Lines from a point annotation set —
▼
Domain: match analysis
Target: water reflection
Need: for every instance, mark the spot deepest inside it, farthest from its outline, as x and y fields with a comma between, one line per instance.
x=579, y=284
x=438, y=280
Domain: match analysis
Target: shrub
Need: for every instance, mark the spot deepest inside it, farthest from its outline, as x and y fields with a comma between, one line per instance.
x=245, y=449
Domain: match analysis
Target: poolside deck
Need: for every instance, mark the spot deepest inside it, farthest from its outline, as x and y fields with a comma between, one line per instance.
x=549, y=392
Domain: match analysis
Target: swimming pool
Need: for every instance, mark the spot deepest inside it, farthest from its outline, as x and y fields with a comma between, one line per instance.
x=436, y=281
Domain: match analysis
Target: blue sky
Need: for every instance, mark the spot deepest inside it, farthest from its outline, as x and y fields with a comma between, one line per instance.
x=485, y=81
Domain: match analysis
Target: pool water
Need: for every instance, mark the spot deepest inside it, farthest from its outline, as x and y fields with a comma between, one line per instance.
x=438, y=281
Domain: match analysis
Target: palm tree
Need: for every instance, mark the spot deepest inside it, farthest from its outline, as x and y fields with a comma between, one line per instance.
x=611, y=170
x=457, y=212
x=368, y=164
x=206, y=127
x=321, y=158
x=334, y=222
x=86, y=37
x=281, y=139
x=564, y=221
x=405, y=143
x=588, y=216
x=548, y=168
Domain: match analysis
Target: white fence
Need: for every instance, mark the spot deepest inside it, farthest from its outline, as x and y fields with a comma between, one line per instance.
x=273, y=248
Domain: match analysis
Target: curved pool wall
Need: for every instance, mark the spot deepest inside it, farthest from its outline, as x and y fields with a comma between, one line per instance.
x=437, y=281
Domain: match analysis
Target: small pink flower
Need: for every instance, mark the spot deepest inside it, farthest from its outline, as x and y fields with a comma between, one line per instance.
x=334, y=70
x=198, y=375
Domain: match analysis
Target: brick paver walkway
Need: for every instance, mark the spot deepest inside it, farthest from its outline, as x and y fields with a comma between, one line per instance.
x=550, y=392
▲
WRITTEN TASK — Copy the lines from the beginning down through the line containing "x=245, y=449", including that line, without any changes.

TASK RESPONSE —
Domain: match analysis
Target: water reflection
Need: for every instance, mark the spot deepest inside it, farthest from its outline, as x and y fields with a comma between, one line per instance.
x=579, y=284
x=438, y=280
Domain: match analysis
Target: shrub
Need: for every instance, mark the spot deepest inside it, farthest from its outline, as x and y fields with a comma between, one line per instance.
x=245, y=449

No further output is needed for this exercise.